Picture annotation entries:

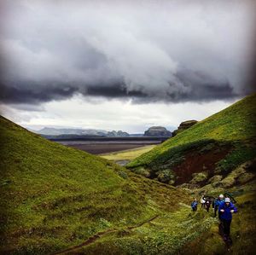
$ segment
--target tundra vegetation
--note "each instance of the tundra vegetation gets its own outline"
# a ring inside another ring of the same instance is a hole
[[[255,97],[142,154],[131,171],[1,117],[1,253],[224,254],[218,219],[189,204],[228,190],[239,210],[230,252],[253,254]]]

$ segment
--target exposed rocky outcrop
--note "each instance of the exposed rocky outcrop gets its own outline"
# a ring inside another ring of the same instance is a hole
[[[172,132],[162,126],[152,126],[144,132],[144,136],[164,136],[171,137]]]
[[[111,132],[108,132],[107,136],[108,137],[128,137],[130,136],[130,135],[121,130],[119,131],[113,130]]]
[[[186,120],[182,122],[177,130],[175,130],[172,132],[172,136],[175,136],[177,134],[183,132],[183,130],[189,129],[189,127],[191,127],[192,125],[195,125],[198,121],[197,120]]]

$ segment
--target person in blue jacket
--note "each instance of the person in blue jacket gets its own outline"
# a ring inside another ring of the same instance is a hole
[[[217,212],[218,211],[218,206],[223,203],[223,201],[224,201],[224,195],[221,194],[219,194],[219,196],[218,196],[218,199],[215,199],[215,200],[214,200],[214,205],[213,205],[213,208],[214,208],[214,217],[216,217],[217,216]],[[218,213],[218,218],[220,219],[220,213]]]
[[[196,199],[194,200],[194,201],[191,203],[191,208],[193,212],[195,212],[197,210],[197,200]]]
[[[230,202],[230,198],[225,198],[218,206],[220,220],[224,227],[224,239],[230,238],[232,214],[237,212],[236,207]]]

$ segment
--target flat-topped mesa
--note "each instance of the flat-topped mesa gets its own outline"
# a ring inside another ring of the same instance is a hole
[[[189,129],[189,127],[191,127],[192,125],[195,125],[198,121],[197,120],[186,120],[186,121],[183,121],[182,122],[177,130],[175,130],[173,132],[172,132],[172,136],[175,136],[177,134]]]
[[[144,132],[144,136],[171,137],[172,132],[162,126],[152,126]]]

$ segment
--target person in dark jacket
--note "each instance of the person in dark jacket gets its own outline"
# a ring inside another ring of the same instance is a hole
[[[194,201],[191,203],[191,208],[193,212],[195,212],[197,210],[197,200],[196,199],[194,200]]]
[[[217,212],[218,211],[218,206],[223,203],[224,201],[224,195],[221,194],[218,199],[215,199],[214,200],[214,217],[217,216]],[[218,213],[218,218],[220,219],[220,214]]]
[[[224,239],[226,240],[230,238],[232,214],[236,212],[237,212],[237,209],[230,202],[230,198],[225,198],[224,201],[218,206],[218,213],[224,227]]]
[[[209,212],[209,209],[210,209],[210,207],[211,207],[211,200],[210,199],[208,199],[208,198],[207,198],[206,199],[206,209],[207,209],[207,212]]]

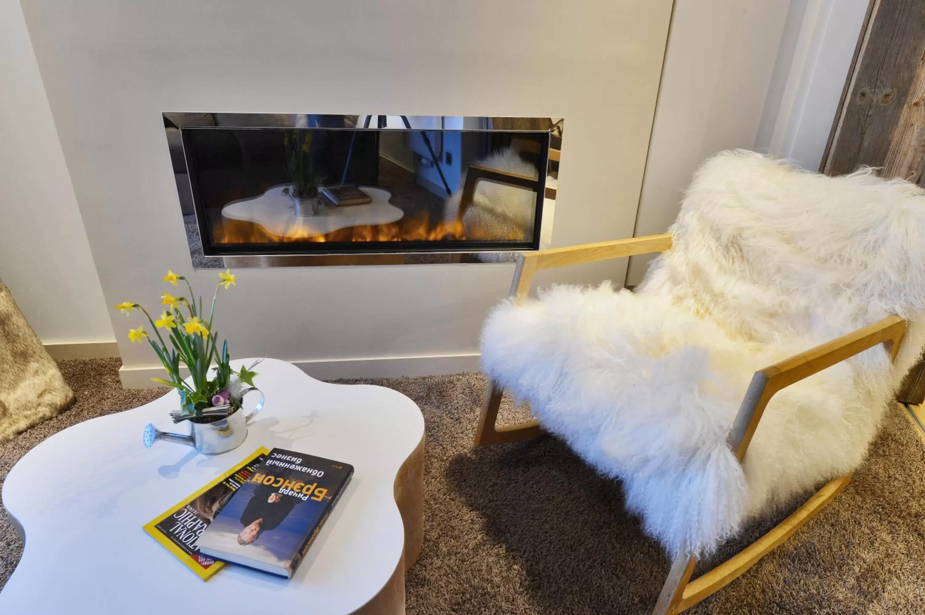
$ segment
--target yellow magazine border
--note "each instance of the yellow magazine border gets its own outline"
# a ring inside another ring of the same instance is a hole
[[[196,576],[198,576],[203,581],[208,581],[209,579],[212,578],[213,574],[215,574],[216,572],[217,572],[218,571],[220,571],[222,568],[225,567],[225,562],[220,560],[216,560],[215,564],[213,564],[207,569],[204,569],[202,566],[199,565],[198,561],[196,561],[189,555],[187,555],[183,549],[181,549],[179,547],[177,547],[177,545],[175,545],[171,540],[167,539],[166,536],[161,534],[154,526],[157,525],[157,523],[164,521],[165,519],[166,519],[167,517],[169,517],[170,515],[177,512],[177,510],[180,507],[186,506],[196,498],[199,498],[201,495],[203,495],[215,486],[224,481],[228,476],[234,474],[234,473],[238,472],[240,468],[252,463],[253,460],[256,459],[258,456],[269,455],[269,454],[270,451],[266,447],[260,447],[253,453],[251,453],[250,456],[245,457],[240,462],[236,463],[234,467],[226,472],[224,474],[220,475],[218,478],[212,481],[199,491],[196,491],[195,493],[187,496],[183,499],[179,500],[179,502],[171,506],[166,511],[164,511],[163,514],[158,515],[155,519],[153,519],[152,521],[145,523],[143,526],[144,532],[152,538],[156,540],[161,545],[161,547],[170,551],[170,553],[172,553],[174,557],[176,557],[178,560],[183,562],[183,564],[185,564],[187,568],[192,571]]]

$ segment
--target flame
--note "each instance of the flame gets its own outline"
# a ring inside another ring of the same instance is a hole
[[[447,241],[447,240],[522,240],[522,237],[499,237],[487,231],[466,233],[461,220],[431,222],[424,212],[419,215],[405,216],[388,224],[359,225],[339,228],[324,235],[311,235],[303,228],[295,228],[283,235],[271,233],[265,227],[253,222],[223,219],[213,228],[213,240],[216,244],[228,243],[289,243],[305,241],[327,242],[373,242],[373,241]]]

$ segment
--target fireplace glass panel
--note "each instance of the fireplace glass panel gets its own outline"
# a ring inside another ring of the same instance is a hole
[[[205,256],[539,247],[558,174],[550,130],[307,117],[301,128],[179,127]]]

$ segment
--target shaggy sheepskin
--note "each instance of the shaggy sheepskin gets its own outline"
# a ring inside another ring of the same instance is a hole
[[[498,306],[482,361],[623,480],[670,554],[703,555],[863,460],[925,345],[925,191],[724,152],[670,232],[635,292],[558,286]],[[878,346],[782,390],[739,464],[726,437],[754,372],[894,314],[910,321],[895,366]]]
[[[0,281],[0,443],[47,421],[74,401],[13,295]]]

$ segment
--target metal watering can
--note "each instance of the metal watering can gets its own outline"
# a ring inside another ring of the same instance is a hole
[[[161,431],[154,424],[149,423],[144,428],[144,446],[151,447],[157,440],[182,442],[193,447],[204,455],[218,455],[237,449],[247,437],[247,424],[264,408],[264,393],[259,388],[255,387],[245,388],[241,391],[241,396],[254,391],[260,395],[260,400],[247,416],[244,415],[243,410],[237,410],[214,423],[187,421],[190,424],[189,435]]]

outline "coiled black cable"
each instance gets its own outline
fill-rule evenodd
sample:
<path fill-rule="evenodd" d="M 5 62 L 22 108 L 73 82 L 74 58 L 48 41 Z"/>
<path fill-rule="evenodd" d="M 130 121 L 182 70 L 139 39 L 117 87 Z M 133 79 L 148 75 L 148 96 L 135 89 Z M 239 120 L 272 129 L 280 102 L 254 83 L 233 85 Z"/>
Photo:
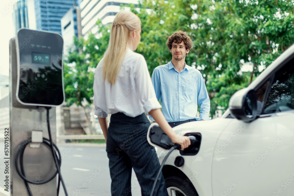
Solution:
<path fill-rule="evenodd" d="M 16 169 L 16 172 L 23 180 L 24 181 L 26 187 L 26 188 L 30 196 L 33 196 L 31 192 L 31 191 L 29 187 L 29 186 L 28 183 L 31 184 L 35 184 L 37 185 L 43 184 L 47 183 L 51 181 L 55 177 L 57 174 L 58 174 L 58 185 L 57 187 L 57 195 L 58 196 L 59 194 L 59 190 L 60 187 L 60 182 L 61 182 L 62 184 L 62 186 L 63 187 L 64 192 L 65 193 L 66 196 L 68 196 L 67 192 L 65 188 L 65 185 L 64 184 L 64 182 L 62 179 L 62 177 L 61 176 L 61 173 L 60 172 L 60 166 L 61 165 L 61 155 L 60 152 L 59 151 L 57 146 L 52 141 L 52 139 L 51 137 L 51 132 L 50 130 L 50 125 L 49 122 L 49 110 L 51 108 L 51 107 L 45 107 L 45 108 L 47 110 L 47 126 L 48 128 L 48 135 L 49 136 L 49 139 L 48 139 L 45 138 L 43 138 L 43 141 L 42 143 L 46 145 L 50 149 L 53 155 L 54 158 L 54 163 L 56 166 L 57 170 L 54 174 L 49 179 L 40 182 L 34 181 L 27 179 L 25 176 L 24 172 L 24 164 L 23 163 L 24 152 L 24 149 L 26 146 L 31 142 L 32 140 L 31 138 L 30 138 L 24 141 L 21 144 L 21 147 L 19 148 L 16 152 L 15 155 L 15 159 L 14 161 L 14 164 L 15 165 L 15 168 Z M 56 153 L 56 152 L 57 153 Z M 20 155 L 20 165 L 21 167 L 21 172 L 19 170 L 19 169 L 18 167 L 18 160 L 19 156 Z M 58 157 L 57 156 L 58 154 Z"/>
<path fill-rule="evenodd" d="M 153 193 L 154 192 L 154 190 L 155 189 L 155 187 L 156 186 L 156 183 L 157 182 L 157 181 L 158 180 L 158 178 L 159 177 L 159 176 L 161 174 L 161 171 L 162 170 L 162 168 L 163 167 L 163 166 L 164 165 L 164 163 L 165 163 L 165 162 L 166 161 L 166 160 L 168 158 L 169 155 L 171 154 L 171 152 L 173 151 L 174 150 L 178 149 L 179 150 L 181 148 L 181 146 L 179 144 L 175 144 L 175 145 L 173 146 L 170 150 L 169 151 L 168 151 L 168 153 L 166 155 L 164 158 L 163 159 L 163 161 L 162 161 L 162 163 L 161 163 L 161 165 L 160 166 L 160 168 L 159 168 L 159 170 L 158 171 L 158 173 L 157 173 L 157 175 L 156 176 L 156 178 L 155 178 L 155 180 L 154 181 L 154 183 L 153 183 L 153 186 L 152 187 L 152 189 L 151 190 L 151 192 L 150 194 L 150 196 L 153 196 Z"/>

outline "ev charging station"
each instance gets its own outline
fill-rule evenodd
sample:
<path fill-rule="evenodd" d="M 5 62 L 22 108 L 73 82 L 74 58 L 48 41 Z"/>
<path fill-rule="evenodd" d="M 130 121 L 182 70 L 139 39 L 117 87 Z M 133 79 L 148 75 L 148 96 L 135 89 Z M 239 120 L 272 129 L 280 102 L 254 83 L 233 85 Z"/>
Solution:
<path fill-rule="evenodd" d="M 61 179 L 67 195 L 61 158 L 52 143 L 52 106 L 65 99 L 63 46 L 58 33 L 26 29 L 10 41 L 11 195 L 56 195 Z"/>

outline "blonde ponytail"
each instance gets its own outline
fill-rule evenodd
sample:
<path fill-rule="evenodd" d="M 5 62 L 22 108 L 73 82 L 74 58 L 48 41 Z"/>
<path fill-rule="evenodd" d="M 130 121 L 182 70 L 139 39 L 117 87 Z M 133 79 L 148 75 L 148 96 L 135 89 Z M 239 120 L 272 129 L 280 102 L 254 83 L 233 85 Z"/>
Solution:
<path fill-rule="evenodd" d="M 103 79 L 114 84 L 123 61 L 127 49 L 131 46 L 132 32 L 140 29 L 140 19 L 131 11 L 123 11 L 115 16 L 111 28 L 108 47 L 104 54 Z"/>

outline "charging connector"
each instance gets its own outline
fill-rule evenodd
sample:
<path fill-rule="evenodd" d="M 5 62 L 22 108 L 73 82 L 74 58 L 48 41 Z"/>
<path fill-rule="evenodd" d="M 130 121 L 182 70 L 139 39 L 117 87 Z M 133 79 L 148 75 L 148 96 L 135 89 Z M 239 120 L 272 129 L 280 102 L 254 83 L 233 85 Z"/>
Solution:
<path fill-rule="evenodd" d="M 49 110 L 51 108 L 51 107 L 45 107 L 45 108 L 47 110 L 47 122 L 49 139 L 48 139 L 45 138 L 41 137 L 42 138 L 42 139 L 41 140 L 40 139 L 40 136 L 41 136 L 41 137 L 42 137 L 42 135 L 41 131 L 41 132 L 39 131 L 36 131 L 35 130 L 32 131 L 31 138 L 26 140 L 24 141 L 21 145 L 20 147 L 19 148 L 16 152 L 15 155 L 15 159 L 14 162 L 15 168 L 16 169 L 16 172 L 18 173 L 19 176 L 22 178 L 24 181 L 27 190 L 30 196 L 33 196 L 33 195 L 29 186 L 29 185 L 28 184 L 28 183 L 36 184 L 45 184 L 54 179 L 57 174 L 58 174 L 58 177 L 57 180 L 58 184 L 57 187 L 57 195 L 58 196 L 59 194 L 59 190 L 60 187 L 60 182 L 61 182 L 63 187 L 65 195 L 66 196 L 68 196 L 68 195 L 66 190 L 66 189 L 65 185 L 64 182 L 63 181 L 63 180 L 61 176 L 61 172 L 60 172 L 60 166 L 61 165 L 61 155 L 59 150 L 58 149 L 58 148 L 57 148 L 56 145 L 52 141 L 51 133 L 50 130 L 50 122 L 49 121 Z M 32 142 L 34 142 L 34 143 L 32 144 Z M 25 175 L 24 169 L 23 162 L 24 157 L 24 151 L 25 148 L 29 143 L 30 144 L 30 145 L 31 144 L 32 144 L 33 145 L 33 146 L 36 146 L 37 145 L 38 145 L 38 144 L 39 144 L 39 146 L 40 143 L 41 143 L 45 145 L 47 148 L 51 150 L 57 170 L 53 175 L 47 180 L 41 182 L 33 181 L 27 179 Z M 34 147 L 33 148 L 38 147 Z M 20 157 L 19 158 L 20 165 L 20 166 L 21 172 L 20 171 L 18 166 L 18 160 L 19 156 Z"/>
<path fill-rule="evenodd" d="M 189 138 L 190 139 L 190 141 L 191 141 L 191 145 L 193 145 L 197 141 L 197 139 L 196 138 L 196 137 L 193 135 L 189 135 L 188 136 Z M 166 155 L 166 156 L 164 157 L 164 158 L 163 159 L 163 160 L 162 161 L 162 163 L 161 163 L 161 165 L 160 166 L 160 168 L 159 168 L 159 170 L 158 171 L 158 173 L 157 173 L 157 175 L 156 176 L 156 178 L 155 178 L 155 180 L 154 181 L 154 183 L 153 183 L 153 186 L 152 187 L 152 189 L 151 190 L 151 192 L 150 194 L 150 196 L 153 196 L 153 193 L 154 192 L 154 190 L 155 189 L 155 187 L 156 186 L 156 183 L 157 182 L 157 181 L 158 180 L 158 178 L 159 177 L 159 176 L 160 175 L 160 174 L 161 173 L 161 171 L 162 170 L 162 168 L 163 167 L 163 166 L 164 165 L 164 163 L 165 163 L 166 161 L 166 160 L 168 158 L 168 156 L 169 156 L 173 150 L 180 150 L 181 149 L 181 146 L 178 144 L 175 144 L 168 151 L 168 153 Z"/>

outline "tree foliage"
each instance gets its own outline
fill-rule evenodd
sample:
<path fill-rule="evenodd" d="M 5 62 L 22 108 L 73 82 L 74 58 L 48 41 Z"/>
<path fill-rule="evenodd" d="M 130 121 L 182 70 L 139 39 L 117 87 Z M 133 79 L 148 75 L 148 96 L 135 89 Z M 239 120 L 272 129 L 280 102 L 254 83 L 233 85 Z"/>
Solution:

*WHAT YOU NEED TO DO*. Locate each line in the records above that contains the string "target" and copy those lines out in full.

*REPLY TO THE TASK*.
--target tundra vegetation
--target exposed rocky outcrop
--target person in blue jacket
--target flat-topped mesa
--target person in dark jacket
--target yellow magazine border
--target flame
--target fireplace glass panel
--target shaggy sheepskin
--target metal watering can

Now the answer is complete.